# Stated exercise:
Please output every one of the items below as a numbered list, leaving out blank lines and the pictures.

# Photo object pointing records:

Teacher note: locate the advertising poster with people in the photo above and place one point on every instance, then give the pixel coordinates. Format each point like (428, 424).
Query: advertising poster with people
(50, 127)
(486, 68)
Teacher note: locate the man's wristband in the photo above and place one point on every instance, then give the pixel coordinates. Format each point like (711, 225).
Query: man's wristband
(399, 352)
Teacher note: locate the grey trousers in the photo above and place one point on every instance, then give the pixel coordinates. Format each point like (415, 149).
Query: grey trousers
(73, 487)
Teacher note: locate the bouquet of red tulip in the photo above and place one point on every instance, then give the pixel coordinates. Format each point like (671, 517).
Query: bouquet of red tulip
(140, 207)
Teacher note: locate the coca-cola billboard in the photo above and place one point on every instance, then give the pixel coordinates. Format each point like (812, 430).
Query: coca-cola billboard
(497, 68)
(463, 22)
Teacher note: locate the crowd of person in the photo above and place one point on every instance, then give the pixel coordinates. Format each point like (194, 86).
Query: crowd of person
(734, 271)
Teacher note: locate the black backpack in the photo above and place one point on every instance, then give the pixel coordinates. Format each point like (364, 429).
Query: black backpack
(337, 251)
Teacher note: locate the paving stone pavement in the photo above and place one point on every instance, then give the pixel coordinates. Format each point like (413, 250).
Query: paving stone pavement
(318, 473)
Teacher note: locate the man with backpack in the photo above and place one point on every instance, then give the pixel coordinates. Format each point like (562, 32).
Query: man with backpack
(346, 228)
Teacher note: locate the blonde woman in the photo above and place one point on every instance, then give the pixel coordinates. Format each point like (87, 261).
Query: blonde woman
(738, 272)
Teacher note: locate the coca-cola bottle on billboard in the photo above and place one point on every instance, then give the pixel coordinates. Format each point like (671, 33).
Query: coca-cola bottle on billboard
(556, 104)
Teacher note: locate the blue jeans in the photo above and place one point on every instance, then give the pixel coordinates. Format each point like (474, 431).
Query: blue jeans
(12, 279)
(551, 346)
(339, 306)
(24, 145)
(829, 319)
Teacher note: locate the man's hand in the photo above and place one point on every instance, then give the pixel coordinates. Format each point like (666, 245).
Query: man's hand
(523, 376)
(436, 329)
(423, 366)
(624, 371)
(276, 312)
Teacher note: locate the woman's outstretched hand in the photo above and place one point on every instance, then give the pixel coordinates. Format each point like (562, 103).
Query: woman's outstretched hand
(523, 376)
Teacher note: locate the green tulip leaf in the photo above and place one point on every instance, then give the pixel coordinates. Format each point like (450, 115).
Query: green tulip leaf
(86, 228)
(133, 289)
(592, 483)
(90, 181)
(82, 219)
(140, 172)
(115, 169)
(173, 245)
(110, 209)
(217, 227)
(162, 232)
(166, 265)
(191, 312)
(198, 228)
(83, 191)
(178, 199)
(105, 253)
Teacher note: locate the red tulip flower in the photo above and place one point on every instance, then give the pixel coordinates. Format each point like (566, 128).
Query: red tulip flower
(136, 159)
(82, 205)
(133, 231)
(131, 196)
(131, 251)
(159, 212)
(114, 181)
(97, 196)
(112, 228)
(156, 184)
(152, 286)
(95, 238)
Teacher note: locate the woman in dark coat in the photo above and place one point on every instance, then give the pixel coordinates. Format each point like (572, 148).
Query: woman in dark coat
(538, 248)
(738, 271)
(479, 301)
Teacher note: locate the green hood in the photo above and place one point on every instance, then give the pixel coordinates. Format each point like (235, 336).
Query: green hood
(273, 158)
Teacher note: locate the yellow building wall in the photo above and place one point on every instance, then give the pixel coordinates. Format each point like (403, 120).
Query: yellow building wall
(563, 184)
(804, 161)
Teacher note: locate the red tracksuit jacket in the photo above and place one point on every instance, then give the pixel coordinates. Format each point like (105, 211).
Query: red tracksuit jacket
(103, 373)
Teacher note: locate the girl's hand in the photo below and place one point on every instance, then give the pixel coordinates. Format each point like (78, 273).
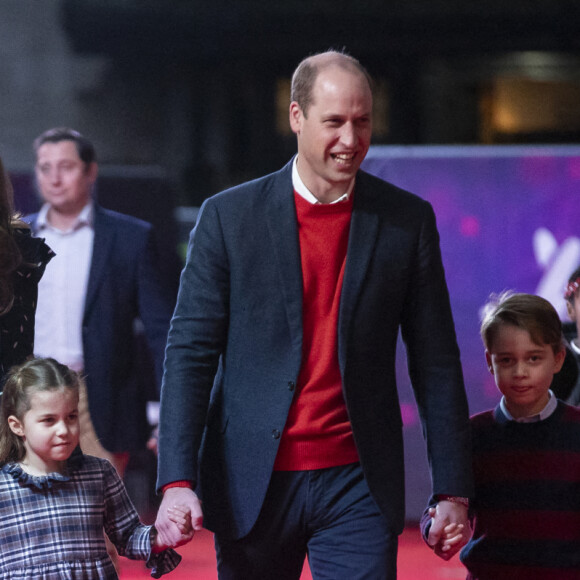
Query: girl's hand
(181, 516)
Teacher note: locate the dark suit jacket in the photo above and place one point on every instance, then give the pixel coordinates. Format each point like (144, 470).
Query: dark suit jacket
(238, 320)
(124, 285)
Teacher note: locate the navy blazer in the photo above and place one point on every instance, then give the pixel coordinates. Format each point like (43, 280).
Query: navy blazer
(235, 345)
(124, 285)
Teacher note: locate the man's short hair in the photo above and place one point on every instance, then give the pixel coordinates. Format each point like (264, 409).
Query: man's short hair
(85, 148)
(308, 70)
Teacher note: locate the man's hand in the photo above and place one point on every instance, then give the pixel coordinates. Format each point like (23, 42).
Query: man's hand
(450, 529)
(169, 532)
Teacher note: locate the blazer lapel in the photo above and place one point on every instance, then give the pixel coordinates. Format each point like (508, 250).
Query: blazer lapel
(364, 227)
(102, 245)
(283, 229)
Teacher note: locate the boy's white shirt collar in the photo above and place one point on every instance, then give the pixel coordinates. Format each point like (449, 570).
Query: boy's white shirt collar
(543, 414)
(304, 192)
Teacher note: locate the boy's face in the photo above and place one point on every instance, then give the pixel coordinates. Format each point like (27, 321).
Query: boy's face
(523, 370)
(573, 308)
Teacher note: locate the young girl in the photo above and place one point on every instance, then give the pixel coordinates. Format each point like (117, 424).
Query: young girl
(56, 502)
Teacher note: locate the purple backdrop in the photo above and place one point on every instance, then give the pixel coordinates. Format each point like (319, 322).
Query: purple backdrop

# The result:
1. Teacher note: locate the advertising poster with people in the photo above and place one point on every instance, then give the pixel coordinates. Format each point like (428, 424).
2. Query: advertising poster with people
3. (50, 127)
4. (486, 68)
5. Teacher note: locate the man's wristband in the photo above and place one point on every instance, then give the pixel coordinates. Format each point like (711, 225).
6. Query: man's wristband
7. (399, 352)
8. Teacher note: locate the grey trousers in the photo above and place one point on every instance, then give the pixel coordinates. Format each point like (415, 149).
9. Query: grey trousers
10. (73, 487)
11. Teacher note: locate the bouquet of red tulip in the photo above and place one point on every instance, then give the pixel coordinates. Format each point like (671, 517).
12. Query: bouquet of red tulip
13. (140, 207)
14. Teacher note: locate the coca-cola billboard in the photo above and place one point on every instance, then give the pixel coordinates. Format each point like (812, 430).
15. Query: coca-cola billboard
16. (497, 68)
17. (463, 22)
18. Teacher note: locate the crowd of person in the photo above and place one point on every instance, then give the pixel coordinates. Format each point like (194, 86).
19. Query: crowd of person
20. (734, 271)
21. Teacher note: locate the black backpack in the photo above and place one point on every instance, then give the pixel coordinates. Format each point like (364, 429).
22. Query: black backpack
23. (337, 251)
24. Teacher note: locate the paving stone pavement in the photo above and place one point on every instance, then give the pixel coordinates. Format each point like (413, 250).
25. Query: paving stone pavement
26. (318, 473)
27. Teacher note: locate the man with backpack in the photo above and place one point on every instance, then give the pixel coordinates. Format each point like (562, 32).
28. Query: man with backpack
29. (346, 228)
30. Teacher note: locate the blonde woman in the photo above and place one point on every instance, then give the pixel coordinates. Format each point like (87, 261).
31. Query: blonde woman
32. (738, 272)
33. Teacher note: locate the coca-cola bottle on billboard in the photo above and place one point on every instance, then give the pixel coordinates. Format each point like (671, 33).
34. Query: coca-cola bottle on billboard
35. (556, 104)
36. Teacher note: locate the blue jeans in the photo above and place one point on every instance, then give the pixel coordinates. Format each point like (474, 431).
37. Query: blue jeans
38. (12, 279)
39. (551, 346)
40. (339, 306)
41. (24, 145)
42. (829, 319)
43. Teacher note: locate the man's hand in the photo above and place one point on every instance, then give the pixel coordinates. Format each point like (666, 245).
44. Query: man's hand
45. (523, 376)
46. (436, 329)
47. (423, 366)
48. (624, 371)
49. (276, 312)
50. Teacher note: locate the woman's outstretched hand in the photo above and place one point on every instance, then give the pixel coordinates. Format each point like (562, 103).
51. Query: woman's outstretched hand
52. (523, 376)
53. Teacher note: locate the green tulip leaf in the photo above and place one point on every instance, then give the pixel coordinates. Format each point like (450, 115).
54. Query: green tulip leaf
55. (86, 228)
56. (133, 289)
57. (592, 483)
58. (90, 181)
59. (82, 219)
60. (140, 172)
61. (115, 169)
62. (173, 245)
63. (110, 209)
64. (217, 227)
65. (162, 232)
66. (166, 265)
67. (191, 312)
68. (198, 228)
69. (83, 191)
70. (178, 199)
71. (105, 253)
72. Teacher note: locate the red tulip flower in the photo above and place one point on every instance, then give the pixel coordinates. Format each point like (566, 128).
73. Query: red tulip flower
74. (136, 159)
75. (82, 205)
76. (133, 231)
77. (131, 196)
78. (131, 251)
79. (159, 212)
80. (114, 181)
81. (97, 196)
82. (112, 228)
83. (156, 184)
84. (152, 286)
85. (95, 238)
86. Teacher note: locate the woman in dark coat in the photo above and place one point on every instance, then give the pixel coordinates. Format each point like (572, 148).
87. Query: woman in dark coat
88. (538, 248)
89. (738, 271)
90. (479, 301)
91. Teacher note: locate the green hood in the photo above and place one point on every instance, then give the pixel coordinates. Format each point like (235, 336).
92. Query: green hood
93. (273, 158)
94. Teacher note: locate the yellow building wall in the photo above and place one point on every instance, then give the pixel coordinates. Format each point like (403, 120).
95. Query: yellow building wall
96. (563, 184)
97. (804, 161)
98. Teacher note: locate the red tracksuit jacket in the photo above and place one point on every instance, then give the pixel coordinates. Format each point like (105, 211).
99. Query: red tracksuit jacket
100. (103, 373)
101. Teacher note: locate the girl's hand in the photo below and place one point on every instance, then give the pixel coordinates. Format each point like (78, 273).
102. Query: girl's hand
103. (181, 516)
104. Teacher note: locate the dark suit jacket in the photo above and place one point on every instance, then give the pixel coordinates. Format each point like (144, 470).
105. Query: dark suit jacket
106. (238, 320)
107. (124, 285)
108. Teacher note: locate the navy blazer in the photo above and place one point on every instance, then give the pixel coordinates. Format each point like (43, 280).
109. Query: navy blazer
110. (235, 345)
111. (124, 285)
112. Teacher note: locate the man's short hair in the photo above and place one point on every instance, then give the pixel coordinates. Format each point like (264, 409).
113. Query: man's short hair
114. (85, 148)
115. (308, 70)
116. Teacher note: locate the man's hand in the photo above and place one point on every instance, then give the pixel coordinates. Format each point like (23, 42).
117. Query: man's hand
118. (450, 529)
119. (169, 532)
120. Teacher note: locate the blazer lapel in the photo above and place one point on every instance, then give the pixel coordinates. Format each point like (508, 250).
121. Query: blazer lapel
122. (364, 227)
123. (102, 245)
124. (283, 229)
125. Teacher note: locate the boy's white shirt collar in the photo above and place one point on every instance, then give the pixel coordinates. Format each point like (449, 570).
126. Query: boy's white shirt collar
127. (543, 414)
128. (304, 192)
129. Teacher note: locate the boy's face in the photo above and place one point on every instance, then give the pixel coordinates. Format each point like (27, 321).
130. Query: boy's face
131. (523, 370)
132. (573, 308)
133. Teacher note: locate the young girl in the photo above and place one point on every instance, then give the pixel coordinates. Format each point like (117, 424).
134. Query: young girl
135. (56, 502)
136. Teacher note: locate the purple backdrop in the photo above and place one point on every instance, then give the pixel coordinates. Format each point like (319, 322).
137. Query: purple backdrop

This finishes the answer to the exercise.